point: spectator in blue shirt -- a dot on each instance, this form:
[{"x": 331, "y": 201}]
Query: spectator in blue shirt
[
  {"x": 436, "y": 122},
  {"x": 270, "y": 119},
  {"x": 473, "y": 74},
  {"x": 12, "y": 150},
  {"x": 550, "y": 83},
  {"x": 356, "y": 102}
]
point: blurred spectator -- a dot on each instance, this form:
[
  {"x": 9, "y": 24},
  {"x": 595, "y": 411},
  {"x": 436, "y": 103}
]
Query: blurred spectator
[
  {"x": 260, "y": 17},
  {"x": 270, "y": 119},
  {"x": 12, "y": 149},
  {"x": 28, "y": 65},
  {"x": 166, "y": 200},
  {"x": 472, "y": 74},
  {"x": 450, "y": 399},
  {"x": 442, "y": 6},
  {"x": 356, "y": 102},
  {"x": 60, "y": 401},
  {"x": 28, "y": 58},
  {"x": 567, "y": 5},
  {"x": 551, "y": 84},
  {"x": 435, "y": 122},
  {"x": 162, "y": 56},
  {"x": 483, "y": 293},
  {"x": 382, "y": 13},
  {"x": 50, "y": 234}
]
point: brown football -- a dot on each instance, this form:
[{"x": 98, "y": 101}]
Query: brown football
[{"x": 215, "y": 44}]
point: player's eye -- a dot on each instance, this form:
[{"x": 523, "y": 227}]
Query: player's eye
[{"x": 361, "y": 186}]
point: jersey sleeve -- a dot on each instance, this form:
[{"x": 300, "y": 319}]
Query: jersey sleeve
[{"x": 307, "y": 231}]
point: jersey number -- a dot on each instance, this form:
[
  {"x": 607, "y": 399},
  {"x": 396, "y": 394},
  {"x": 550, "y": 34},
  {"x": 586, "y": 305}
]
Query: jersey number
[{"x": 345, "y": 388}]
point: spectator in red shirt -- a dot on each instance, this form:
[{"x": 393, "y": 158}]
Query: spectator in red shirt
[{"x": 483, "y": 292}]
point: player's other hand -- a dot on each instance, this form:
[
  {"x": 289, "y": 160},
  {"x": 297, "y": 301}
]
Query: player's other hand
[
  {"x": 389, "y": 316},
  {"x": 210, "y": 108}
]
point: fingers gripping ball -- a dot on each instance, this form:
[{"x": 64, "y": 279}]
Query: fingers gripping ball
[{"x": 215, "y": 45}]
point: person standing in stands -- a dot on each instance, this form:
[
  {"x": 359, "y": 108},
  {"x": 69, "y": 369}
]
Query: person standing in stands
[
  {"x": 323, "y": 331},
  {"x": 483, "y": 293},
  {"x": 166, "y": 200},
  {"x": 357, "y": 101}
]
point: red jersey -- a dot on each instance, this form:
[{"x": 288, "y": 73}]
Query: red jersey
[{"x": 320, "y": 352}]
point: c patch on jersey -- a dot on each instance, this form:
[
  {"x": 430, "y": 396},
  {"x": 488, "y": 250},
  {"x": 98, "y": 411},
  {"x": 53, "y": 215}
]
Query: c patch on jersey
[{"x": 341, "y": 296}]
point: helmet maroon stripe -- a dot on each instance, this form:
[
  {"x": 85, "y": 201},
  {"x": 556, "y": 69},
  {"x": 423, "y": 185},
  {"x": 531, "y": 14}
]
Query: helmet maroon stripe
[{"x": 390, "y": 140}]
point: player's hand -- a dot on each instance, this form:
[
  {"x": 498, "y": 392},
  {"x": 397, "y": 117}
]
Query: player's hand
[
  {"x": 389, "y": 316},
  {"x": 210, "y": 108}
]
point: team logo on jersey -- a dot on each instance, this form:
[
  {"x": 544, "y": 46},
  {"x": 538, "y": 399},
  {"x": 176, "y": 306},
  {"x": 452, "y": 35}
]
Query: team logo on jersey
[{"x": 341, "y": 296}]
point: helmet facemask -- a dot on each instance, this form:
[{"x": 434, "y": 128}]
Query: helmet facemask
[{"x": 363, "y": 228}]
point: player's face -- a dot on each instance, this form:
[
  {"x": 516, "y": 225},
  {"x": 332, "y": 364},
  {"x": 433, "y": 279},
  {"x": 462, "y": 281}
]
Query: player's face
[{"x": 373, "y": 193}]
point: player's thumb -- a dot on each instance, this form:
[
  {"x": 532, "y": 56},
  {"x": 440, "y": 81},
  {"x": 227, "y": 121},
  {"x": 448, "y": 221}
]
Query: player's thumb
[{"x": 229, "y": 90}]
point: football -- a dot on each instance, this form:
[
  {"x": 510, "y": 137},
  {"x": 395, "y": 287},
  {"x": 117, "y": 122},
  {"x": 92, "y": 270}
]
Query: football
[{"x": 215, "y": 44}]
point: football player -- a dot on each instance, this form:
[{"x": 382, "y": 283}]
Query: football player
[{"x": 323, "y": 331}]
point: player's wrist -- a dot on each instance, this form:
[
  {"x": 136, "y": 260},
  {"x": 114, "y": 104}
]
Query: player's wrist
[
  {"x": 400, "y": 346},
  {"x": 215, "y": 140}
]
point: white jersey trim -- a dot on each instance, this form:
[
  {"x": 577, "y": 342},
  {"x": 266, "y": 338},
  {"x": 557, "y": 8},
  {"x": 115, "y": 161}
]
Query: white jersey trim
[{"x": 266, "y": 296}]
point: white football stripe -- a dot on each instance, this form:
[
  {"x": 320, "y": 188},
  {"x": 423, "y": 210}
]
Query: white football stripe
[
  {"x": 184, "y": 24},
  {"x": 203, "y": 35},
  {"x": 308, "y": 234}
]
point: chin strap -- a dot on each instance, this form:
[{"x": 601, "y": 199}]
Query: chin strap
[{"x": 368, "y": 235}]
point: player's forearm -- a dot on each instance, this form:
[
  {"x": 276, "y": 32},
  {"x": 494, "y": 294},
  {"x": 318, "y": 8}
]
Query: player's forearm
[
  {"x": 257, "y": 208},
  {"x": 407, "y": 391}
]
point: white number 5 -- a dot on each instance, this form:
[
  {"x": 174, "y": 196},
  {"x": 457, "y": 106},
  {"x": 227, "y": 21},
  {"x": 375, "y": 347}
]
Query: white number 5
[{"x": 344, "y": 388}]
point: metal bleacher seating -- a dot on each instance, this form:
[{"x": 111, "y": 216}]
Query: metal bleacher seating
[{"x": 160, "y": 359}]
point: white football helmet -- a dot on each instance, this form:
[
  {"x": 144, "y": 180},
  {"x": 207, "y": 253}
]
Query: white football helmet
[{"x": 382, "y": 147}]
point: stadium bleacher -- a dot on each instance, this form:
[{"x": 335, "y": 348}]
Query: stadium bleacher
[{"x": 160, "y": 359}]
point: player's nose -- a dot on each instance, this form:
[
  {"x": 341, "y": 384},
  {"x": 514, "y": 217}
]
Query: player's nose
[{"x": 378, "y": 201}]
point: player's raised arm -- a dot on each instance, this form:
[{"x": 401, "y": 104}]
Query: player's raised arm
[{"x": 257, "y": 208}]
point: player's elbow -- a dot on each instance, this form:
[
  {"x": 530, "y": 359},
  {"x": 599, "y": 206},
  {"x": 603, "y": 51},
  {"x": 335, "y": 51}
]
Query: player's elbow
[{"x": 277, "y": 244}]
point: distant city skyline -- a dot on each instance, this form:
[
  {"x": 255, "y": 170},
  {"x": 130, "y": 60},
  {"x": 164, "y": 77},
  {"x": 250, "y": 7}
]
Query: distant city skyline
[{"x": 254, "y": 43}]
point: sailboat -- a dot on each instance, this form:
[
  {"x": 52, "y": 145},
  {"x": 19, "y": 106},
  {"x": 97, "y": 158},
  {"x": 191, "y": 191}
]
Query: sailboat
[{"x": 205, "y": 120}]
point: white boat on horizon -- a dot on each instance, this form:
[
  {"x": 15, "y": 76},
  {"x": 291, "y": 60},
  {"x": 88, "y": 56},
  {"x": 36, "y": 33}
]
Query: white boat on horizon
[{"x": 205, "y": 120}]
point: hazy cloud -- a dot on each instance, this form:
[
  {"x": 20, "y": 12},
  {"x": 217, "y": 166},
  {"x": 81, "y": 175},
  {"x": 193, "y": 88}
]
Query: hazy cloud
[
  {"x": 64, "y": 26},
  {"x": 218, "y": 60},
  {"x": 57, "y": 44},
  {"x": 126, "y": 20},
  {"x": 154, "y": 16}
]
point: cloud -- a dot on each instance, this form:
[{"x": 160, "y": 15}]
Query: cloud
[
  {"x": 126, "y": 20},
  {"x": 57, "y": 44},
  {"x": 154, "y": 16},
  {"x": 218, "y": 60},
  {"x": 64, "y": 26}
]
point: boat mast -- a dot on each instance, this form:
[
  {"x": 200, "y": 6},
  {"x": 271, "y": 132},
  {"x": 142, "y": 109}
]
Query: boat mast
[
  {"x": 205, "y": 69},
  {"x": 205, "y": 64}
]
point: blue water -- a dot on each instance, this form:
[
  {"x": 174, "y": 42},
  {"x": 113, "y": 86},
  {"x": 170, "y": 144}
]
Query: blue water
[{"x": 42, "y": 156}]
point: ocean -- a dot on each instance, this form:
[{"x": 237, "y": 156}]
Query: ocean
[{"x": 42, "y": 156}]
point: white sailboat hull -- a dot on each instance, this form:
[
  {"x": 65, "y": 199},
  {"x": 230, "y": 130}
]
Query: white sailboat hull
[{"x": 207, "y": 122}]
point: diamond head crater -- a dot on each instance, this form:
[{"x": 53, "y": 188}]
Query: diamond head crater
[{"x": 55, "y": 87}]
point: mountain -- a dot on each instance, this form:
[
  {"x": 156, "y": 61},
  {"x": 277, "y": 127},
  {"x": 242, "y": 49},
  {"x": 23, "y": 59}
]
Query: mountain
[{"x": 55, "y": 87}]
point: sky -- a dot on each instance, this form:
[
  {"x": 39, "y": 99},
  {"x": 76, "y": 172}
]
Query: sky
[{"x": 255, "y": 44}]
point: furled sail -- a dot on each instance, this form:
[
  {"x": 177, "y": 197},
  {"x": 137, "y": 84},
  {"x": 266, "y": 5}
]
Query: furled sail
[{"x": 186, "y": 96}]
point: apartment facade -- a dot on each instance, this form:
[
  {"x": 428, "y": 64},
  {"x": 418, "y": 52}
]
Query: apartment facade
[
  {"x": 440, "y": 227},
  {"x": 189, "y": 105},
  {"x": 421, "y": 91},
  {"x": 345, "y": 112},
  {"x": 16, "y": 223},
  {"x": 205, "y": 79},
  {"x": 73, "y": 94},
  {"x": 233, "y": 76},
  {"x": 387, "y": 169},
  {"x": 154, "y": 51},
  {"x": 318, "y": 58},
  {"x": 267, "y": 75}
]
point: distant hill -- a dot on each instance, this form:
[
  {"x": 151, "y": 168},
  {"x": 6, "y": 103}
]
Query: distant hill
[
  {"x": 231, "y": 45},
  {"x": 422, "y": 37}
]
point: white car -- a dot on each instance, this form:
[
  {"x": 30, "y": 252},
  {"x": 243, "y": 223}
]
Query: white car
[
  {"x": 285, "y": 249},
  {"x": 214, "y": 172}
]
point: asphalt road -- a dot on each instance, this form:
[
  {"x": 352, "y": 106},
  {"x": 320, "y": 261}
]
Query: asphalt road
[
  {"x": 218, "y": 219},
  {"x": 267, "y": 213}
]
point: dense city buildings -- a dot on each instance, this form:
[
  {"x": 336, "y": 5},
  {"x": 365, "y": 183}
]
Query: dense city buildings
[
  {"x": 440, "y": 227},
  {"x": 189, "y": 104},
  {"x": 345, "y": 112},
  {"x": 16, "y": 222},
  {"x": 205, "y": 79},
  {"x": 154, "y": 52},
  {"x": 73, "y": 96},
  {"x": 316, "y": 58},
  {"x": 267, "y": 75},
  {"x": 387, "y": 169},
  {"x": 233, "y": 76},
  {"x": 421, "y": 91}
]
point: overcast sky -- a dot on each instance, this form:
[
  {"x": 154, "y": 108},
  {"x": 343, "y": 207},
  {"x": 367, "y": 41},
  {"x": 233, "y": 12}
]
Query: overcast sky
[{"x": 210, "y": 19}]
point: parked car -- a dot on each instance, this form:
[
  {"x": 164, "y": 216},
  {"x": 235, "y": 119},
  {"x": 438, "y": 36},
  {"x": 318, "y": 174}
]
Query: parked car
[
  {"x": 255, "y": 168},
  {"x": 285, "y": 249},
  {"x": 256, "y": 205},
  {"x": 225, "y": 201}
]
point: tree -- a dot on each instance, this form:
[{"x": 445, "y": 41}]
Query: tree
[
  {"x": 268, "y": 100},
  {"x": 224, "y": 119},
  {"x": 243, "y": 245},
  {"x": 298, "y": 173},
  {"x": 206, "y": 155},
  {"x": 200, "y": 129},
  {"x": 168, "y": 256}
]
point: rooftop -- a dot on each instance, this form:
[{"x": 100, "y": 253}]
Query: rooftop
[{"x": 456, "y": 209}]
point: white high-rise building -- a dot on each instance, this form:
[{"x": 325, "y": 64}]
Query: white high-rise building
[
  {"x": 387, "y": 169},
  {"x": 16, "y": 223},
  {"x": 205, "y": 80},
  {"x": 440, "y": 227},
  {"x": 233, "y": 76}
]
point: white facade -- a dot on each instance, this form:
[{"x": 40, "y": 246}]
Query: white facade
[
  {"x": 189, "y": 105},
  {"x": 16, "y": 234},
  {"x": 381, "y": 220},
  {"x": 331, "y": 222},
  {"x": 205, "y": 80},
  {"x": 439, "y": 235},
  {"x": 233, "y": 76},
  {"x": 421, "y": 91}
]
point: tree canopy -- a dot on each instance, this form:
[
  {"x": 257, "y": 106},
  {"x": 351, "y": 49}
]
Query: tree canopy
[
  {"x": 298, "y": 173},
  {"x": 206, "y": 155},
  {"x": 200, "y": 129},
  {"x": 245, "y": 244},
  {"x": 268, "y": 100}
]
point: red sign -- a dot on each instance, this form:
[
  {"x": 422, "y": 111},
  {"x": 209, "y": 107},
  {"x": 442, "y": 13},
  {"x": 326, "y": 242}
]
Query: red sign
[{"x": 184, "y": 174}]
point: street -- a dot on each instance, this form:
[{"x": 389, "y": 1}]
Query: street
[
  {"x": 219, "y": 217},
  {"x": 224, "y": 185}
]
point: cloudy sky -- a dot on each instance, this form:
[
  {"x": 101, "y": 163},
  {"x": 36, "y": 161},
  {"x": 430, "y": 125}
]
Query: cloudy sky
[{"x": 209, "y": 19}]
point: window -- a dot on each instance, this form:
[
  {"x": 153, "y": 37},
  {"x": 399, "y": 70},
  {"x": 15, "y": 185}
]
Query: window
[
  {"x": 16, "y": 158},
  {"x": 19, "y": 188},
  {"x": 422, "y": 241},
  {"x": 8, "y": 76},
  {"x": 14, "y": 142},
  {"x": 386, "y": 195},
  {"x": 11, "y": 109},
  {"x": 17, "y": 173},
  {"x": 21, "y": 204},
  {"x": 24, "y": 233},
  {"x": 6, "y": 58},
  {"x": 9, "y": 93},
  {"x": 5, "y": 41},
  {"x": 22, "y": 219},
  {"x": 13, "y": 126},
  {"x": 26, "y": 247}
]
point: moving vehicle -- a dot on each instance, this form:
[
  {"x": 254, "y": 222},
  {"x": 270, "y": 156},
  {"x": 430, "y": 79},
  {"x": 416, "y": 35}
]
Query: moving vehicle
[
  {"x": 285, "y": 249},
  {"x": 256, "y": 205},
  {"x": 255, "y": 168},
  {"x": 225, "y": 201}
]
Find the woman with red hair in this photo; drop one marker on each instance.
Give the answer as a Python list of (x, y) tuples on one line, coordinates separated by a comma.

########

• **Problem to work on**: Turn the lines of the listing above, from the line containing "point: tree canopy" through the end of the listing, into a numbered list with blank lines left out.

• **Exercise answer**:
1. point: tree canopy -- a dot on each instance, this form:
2. [
3.   {"x": 257, "y": 106},
4.   {"x": 351, "y": 49}
5. ]
6. Query: tree canopy
7. [
8.   {"x": 298, "y": 173},
9.   {"x": 206, "y": 155},
10.   {"x": 200, "y": 129},
11.   {"x": 245, "y": 244},
12.   {"x": 268, "y": 100}
13. ]
14. point: red sign -- a dot on each instance, this form:
15. [
16.   {"x": 422, "y": 111},
17.   {"x": 209, "y": 107},
18.   {"x": 442, "y": 13},
19.   {"x": 326, "y": 242}
20. ]
21. Query: red sign
22. [{"x": 184, "y": 174}]
23. point: street -- a dot on each instance, this form:
24. [{"x": 389, "y": 1}]
25. Query: street
26. [
27.   {"x": 219, "y": 217},
28.   {"x": 224, "y": 185}
29. ]
30. point: cloudy sky -- a dot on each instance, this form:
31. [
32.   {"x": 101, "y": 163},
33.   {"x": 36, "y": 161},
34.   {"x": 430, "y": 125}
35. ]
36. Query: cloudy sky
37. [{"x": 209, "y": 19}]
38. point: window -- a dot on each instance, this form:
39. [
40.   {"x": 153, "y": 37},
41.   {"x": 399, "y": 70},
42.   {"x": 15, "y": 185}
43. ]
44. Query: window
45. [
46.   {"x": 16, "y": 158},
47.   {"x": 19, "y": 188},
48.   {"x": 422, "y": 241},
49.   {"x": 8, "y": 76},
50.   {"x": 14, "y": 142},
51.   {"x": 386, "y": 195},
52.   {"x": 11, "y": 109},
53.   {"x": 17, "y": 173},
54.   {"x": 21, "y": 204},
55.   {"x": 24, "y": 233},
56.   {"x": 6, "y": 58},
57.   {"x": 9, "y": 93},
58.   {"x": 5, "y": 41},
59.   {"x": 22, "y": 219},
60.   {"x": 13, "y": 126},
61.   {"x": 26, "y": 247}
62. ]
63. point: moving vehicle -- a dot on each instance, this form:
64. [
65.   {"x": 254, "y": 222},
66.   {"x": 270, "y": 156},
67.   {"x": 430, "y": 79},
68.   {"x": 416, "y": 35}
69. ]
70. Query: moving vehicle
71. [
72.   {"x": 285, "y": 249},
73.   {"x": 256, "y": 205},
74.   {"x": 255, "y": 168},
75.   {"x": 225, "y": 201}
76. ]
77. Find the woman with red hair in this photo; drop one marker on each instance.
78. Give the answer as a Python list of (x, y) tuples on one line, coordinates separated by a comma.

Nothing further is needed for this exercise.